GIVEN DATA:
☆ ☆ ☆ ☆ ☆

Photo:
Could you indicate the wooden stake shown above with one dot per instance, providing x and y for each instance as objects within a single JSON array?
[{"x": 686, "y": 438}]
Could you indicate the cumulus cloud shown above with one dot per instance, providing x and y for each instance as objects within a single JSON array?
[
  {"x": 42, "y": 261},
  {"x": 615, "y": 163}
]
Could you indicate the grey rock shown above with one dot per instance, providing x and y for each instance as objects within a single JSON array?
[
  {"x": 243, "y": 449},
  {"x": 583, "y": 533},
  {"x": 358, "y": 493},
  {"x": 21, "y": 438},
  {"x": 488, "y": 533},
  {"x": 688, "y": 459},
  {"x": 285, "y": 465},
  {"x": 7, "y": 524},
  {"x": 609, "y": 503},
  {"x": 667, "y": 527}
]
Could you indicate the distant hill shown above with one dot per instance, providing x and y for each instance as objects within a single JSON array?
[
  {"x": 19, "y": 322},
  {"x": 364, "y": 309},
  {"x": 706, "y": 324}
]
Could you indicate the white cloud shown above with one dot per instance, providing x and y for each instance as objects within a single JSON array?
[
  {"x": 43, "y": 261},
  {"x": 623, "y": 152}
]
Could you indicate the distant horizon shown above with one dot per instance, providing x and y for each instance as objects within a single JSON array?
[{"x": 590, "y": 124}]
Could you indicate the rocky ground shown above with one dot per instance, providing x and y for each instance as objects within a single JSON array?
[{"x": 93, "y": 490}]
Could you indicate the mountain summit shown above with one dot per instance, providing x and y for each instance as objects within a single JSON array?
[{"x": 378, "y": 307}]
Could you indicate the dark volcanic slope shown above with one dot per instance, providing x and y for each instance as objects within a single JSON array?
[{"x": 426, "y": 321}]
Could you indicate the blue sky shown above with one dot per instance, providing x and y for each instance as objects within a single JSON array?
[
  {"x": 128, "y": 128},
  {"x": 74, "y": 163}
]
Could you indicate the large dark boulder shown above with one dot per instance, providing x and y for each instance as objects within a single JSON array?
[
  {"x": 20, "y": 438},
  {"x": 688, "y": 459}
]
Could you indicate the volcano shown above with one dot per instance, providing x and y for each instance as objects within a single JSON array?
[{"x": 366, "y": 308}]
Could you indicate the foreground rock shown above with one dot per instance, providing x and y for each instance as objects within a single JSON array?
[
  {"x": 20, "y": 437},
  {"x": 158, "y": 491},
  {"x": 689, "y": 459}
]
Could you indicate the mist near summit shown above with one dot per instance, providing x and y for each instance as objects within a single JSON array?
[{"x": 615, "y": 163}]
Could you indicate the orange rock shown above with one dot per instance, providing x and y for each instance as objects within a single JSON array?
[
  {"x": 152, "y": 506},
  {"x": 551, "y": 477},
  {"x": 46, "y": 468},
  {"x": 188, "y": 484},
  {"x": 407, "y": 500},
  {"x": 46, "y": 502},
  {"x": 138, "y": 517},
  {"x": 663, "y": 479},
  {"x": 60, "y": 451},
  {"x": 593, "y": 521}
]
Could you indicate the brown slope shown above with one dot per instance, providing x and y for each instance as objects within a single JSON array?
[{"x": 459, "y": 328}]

☆ ☆ ☆ ☆ ☆

WHAT YOU WILL DO: Reproduce the whole listing word for word.

SOLVED EXERCISE:
Photo:
Could you indicate the wooden stake shown above with one dot per instance, providing x and y for each instance as objects within a single JSON array?
[{"x": 686, "y": 438}]
Could you indicate the cumulus cloud shown above with one dot per instance, providing x and y for each instance as objects within a single JSON array?
[
  {"x": 42, "y": 261},
  {"x": 615, "y": 163}
]
Could you indicate the grey rock shown above with one dot per instance, providing x and y for each instance as objects within a single JSON array?
[
  {"x": 243, "y": 449},
  {"x": 583, "y": 533},
  {"x": 358, "y": 493},
  {"x": 21, "y": 438},
  {"x": 488, "y": 533},
  {"x": 688, "y": 459},
  {"x": 285, "y": 465},
  {"x": 7, "y": 524},
  {"x": 609, "y": 503},
  {"x": 667, "y": 527}
]
Could you indicate the distant hill shown above with one dot per instance, providing x and y for each instance as objects within a single JSON array?
[
  {"x": 19, "y": 322},
  {"x": 364, "y": 309},
  {"x": 706, "y": 324}
]
Could you indicate the white cloud shown above with one dot per instance, providing x and y for each instance as objects within a single JSON array?
[
  {"x": 43, "y": 261},
  {"x": 623, "y": 152}
]
Could you indicate the distant horizon shown above with one dot per instance, providing x and y for each instance as objects within a single JSON array?
[{"x": 590, "y": 124}]
Could you indicate the rocky ground shown above with one dot per instance, providing x and y for each instance as objects within a single JSON array?
[{"x": 93, "y": 490}]
Could you indicate the mountain summit shown above with one dot per instance, providing x and y for each instance as objects within a single JSON array?
[{"x": 378, "y": 307}]
Could you indicate the dark volcanic slope shown above with one dot per instance, providing x and y for each instance as objects within a single JSON array?
[{"x": 426, "y": 321}]
Could you indicate the blue sky shown above with one dot per instance, providing x and y for each instance as objects within a single JSON array?
[
  {"x": 128, "y": 128},
  {"x": 74, "y": 163}
]
Could you indicate the large dark boulder shown above with one dot per instance, providing x and y for each instance as objects within a single JSON array?
[
  {"x": 20, "y": 438},
  {"x": 688, "y": 459}
]
Could you indicate the volcano shown above with one dot per instance, providing x and y for each instance as objects within a single JSON array?
[{"x": 366, "y": 308}]
Could you indicate the foreground rock shown above with one dot per instance, providing x and y for each instance as objects within a single JSON array?
[
  {"x": 20, "y": 437},
  {"x": 158, "y": 491},
  {"x": 689, "y": 459}
]
Could you indicate the mist near summit shown above with one dot per instance, providing x and y for each instance as objects within a single JSON array?
[{"x": 615, "y": 163}]
Could you indicate the orange rock shown above with one dot per instance, providing x and y for each instance as objects within a single JSON array?
[
  {"x": 152, "y": 506},
  {"x": 551, "y": 477},
  {"x": 46, "y": 468},
  {"x": 188, "y": 484},
  {"x": 407, "y": 500},
  {"x": 46, "y": 502},
  {"x": 138, "y": 517},
  {"x": 663, "y": 479},
  {"x": 60, "y": 451},
  {"x": 593, "y": 521}
]
Could you indicate the brown slope shown above with one dot per instance, providing x and y for each instance as objects within a single JSON array?
[{"x": 459, "y": 328}]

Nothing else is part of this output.